Excerpts from a detection dataset:
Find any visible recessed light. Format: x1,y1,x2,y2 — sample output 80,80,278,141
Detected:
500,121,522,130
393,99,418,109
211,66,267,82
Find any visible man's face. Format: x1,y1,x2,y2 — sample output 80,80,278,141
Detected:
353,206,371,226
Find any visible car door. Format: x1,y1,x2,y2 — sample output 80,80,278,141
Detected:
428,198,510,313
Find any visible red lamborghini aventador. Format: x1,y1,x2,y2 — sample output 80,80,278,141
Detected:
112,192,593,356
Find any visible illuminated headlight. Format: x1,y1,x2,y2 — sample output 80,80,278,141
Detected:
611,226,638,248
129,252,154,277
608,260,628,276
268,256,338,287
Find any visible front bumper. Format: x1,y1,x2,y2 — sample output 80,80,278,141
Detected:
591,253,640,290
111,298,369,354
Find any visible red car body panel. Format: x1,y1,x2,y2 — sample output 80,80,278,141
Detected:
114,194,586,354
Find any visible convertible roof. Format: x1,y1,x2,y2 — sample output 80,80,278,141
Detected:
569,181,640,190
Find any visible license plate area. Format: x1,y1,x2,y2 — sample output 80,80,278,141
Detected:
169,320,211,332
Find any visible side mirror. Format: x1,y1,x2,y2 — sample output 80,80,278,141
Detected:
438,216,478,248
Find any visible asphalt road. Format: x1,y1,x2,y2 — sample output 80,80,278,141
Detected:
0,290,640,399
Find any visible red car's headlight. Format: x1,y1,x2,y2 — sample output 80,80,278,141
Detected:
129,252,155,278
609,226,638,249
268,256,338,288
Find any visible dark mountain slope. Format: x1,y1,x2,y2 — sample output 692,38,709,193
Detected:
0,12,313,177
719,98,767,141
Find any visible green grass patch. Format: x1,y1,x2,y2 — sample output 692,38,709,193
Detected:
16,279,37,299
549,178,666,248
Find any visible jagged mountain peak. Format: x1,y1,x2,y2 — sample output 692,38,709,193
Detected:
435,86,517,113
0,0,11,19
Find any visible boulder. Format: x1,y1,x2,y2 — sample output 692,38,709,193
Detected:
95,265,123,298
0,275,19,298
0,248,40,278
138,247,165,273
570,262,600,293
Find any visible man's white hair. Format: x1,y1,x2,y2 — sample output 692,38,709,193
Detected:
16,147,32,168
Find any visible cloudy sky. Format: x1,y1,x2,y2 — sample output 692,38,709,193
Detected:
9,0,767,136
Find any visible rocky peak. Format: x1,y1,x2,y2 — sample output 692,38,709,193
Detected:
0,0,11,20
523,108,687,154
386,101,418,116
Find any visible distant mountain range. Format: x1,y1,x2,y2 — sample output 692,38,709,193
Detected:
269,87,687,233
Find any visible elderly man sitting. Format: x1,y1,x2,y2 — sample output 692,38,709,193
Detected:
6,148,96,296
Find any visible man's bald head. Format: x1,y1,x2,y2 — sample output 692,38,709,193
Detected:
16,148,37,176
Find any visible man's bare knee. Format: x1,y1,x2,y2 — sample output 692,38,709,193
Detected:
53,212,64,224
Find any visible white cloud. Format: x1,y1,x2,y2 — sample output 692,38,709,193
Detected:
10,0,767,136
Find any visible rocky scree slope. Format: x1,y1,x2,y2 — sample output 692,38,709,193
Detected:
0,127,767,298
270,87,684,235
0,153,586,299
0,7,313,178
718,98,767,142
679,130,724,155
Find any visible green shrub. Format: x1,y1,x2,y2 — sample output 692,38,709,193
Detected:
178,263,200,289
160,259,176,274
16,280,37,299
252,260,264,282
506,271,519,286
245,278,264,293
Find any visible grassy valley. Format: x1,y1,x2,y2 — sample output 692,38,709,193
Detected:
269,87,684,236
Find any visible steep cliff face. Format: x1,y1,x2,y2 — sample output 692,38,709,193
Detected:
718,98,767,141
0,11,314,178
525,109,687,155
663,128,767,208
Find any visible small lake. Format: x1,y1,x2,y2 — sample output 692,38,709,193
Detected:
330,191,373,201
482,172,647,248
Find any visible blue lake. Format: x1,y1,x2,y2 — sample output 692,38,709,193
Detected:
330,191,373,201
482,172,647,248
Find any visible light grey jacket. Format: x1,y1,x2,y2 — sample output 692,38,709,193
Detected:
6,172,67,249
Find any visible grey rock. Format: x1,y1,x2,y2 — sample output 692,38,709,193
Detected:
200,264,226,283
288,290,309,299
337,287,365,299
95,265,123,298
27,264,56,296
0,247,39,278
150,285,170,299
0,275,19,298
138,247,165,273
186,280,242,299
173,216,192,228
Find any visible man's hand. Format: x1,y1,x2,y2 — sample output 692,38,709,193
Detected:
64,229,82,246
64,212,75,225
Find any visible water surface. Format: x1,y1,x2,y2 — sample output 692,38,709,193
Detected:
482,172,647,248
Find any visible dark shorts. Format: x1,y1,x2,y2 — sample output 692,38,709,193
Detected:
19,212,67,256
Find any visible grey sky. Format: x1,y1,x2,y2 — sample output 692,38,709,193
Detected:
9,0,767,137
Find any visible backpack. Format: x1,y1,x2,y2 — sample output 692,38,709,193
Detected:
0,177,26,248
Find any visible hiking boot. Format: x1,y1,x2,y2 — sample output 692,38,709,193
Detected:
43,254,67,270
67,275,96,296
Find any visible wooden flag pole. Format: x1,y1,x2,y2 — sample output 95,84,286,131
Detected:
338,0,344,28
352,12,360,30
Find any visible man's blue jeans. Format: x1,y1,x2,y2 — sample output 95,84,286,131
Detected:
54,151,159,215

## Written task
Rewrite the whole listing above, substituting "example output" for every occurrence of "sample output" and changing nothing else.

## Response
Find any visible recessed light. Format: x1,y1,x2,y2 — example output 80,80,278,141
Detected:
500,121,522,130
393,99,418,109
211,66,267,82
Find any visible man's face. Format: x1,y1,x2,y2 — example output 80,80,278,141
Detected:
353,206,371,226
Find any visible car door. Format: x1,y1,x2,y2 — example output 80,80,278,141
Detected:
428,198,510,313
Find any visible red lamborghini aventador. Format: x1,y1,x2,y2 — example output 80,80,278,141
Detected:
112,192,593,356
Find any visible illuminated headlight. Format: x1,y1,x2,y2 — example output 80,80,278,141
Detected:
611,226,638,248
129,252,154,277
608,260,628,276
268,256,338,287
Find any visible front bumper. Format: x1,y1,x2,y2 — example output 80,80,278,141
Detected:
591,253,640,290
111,298,369,354
Find any visible red car body panel. Format: x1,y1,x2,y2 — example output 80,80,278,141
Detected:
114,194,586,354
Find any visible convertible roof. Format: x1,y1,x2,y2 — example output 80,80,278,141
Detected:
569,181,640,190
Find any visible license plate area. Format: x1,y1,x2,y2 — example output 80,80,278,141
Detected:
169,320,211,332
Find any visible side mirror. Format: x1,y1,x2,y2 — example output 80,80,278,141
Detected:
438,216,478,248
Find any visible asphalt road. Format: x1,y1,x2,y2 — example output 80,80,278,141
Detected:
0,290,640,399
Find any visible red car's headlight. Format: x1,y1,x2,y2 — example output 80,80,278,141
Detected:
129,252,155,278
609,226,638,249
268,256,338,288
Find any visible dark mountain slope. Format: x1,y1,x2,y2 — example output 692,38,709,193
Detected:
0,12,313,177
719,98,767,141
Find any visible green grass patch. Format: x1,y1,x2,y2 — example output 692,38,709,193
Detected:
16,279,37,299
549,178,666,248
Find any visible jagged mountain peak. Format: x1,y1,x2,y2 — example output 692,38,709,193
Detected:
435,86,517,113
0,0,11,19
Find any visible boulder. Format: x1,y1,x2,y2 — example output 692,38,709,193
Detected:
95,265,123,298
0,275,19,298
0,248,40,278
138,247,165,273
570,262,600,293
Find any visible man's white hair. Format: x1,y1,x2,y2 — example output 692,38,709,193
Detected:
16,147,32,168
Find any visible cloudy sky. Format: x1,y1,x2,y2 — example output 692,38,709,193
Detected:
9,0,767,136
Find any visible rocky peak. Format: x1,y1,x2,y2 — example output 692,38,709,193
Detected:
0,0,11,20
523,108,687,154
386,101,418,116
Find any visible distant mountain range. Format: x1,y1,x2,y2 — example output 692,38,709,193
Detected:
269,87,687,233
Find any visible elderly man sitting. Format: x1,y1,x2,y2 — example output 692,38,709,193
Detected:
6,148,96,296
Find any visible man's bald head. Format: x1,y1,x2,y2 — example output 692,38,709,193
Detected:
16,148,37,176
Find any visible man's bare knee. Format: x1,y1,x2,y2 — example output 692,38,709,193
Detected:
53,212,64,224
Find any visible white cloud. Format: x1,y1,x2,y2 — example output 692,38,709,193
Detected:
10,0,767,136
Find any visible rocky scree slope. Format: x1,y1,x2,y2 — example output 692,38,709,193
Detected:
0,127,767,298
270,87,684,235
0,153,586,299
0,7,313,178
718,98,767,142
679,130,724,155
Find any visible green shrub. Format: x1,y1,x2,y2 — example output 692,38,709,193
Detected:
178,263,200,289
160,259,176,274
16,280,37,299
252,260,264,282
506,271,519,286
245,278,264,293
Find any visible grassy valley. Format: x1,y1,x2,y2 — example output 692,38,709,193
Detected:
269,87,684,236
Find any visible steep cliff face. Format: x1,y1,x2,y2 — example output 692,38,709,193
Detected:
718,98,767,141
0,11,314,178
525,109,687,155
663,128,767,208
Find any visible small lake. Format: x1,y1,x2,y2 — example output 692,38,709,193
Detected:
330,191,373,201
482,172,647,248
Find any visible blue lake. Format: x1,y1,x2,y2 — example output 692,38,709,193
Detected:
330,191,373,201
482,172,647,248
Find any visible light grey jacket. Format: x1,y1,x2,y2 — example output 692,38,709,193
Detected:
6,172,67,249
Find any visible grey rock. Format: x1,y1,x2,y2 — example output 692,38,709,193
Detected:
200,264,226,283
288,290,309,299
337,287,365,299
95,265,123,298
27,264,56,296
0,247,39,278
150,285,170,299
0,275,19,298
138,247,165,273
186,280,242,299
173,216,192,228
Find any visible man's hand. Format: x1,y1,x2,y2 — example output 692,38,709,193
Detected:
64,229,82,246
64,212,75,225
Find any visible water surface. Format: x1,y1,x2,y2 — example output 692,38,709,193
Detected:
482,172,647,248
Find any visible dark shorts. Format: x1,y1,x2,y2 — example output 692,38,709,193
Detected:
19,212,67,256
Find any visible grey sky. Format: x1,y1,x2,y2 — example output 692,38,709,193
Detected:
9,0,767,137
Find any visible backpack. Format: x1,y1,x2,y2 — example output 692,38,709,193
Detected:
0,177,26,248
Find any visible hiking boot. Format: x1,y1,x2,y2 — example output 692,38,709,193
Detected:
43,254,67,270
67,275,96,296
Find any visible wooden flag pole. Format: x1,y1,x2,y2 — example output 95,84,286,131
Detected:
338,0,344,28
352,12,360,30
Find any visible man's blue jeans. Format: x1,y1,x2,y2 — example output 95,84,286,131
Detected:
54,151,159,215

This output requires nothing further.